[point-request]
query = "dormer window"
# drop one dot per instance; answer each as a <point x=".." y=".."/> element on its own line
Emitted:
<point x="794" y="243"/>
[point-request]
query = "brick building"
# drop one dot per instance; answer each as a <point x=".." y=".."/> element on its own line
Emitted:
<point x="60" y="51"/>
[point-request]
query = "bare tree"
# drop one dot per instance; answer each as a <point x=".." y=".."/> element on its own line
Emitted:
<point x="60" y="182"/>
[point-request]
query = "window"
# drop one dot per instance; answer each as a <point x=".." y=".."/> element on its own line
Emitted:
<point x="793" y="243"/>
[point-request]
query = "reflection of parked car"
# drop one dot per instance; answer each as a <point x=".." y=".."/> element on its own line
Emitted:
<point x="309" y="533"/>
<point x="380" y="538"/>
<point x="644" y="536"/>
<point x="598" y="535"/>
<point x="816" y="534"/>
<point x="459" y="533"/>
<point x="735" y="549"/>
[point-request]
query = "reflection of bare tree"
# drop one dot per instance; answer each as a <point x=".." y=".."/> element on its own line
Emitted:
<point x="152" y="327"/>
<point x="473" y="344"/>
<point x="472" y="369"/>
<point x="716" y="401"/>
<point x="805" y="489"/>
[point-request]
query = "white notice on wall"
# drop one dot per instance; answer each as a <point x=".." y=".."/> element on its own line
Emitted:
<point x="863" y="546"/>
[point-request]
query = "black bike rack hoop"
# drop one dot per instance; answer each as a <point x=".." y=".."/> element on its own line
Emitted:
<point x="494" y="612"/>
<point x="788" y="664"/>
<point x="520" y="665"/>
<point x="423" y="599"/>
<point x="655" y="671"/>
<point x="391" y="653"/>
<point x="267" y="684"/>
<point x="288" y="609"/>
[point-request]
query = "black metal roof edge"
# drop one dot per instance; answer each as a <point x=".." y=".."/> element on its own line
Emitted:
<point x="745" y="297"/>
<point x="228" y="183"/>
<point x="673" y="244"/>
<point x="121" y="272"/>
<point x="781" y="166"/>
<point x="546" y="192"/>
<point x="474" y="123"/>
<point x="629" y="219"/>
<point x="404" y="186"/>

## DIRECTIVE
Set all of the entries down again, exactly as they were given.

## PROBLEM SOLUTION
[point-request]
query = "dormer window"
# drop one dot per instance; answer each as a <point x=".." y=".."/> element on its own line
Emitted:
<point x="794" y="243"/>
[point-request]
query = "brick building"
# drop one dot per instance; answer each as a <point x=".." y=".."/> element on its own line
Emitted:
<point x="60" y="51"/>
[point-request]
query = "bare tree"
# drop one dot per instance; answer each as a <point x=".." y=".."/> element on its own line
Emitted:
<point x="60" y="182"/>
[point-request]
query = "window"
# drop one dot per instance; answer each as a <point x=".." y=".."/> element on its own line
Emitted:
<point x="793" y="243"/>
[point-request]
query = "reflection of parked car"
# drop one dot per instance; answer each as a <point x=".." y=".."/> element on its own line
Emitted:
<point x="309" y="533"/>
<point x="380" y="538"/>
<point x="644" y="536"/>
<point x="598" y="535"/>
<point x="816" y="534"/>
<point x="459" y="533"/>
<point x="735" y="549"/>
[point-request]
query = "reflection of bare tree"
# drop one dot per instance; answer each as a <point x=".." y=".."/> element on its own line
Emitted:
<point x="152" y="327"/>
<point x="473" y="344"/>
<point x="472" y="369"/>
<point x="716" y="401"/>
<point x="805" y="489"/>
[point-request]
query = "white notice on wall"
# drop one dot per instance; answer each as a <point x=".." y=".."/> element on its own line
Emitted:
<point x="863" y="546"/>
[point-request]
query = "black bike rack hoop"
# drop one dot per instance; answer each as a <point x=".." y=".."/> element on its own line
Emitted:
<point x="494" y="612"/>
<point x="788" y="664"/>
<point x="520" y="665"/>
<point x="423" y="599"/>
<point x="655" y="671"/>
<point x="391" y="653"/>
<point x="267" y="684"/>
<point x="288" y="609"/>
[point-request]
query = "black metal roof edge"
# drop one dot per instance; answer each as a <point x=".." y=".."/> element on its own line
Emitted:
<point x="745" y="297"/>
<point x="228" y="183"/>
<point x="673" y="244"/>
<point x="121" y="272"/>
<point x="781" y="166"/>
<point x="546" y="192"/>
<point x="474" y="123"/>
<point x="629" y="219"/>
<point x="404" y="186"/>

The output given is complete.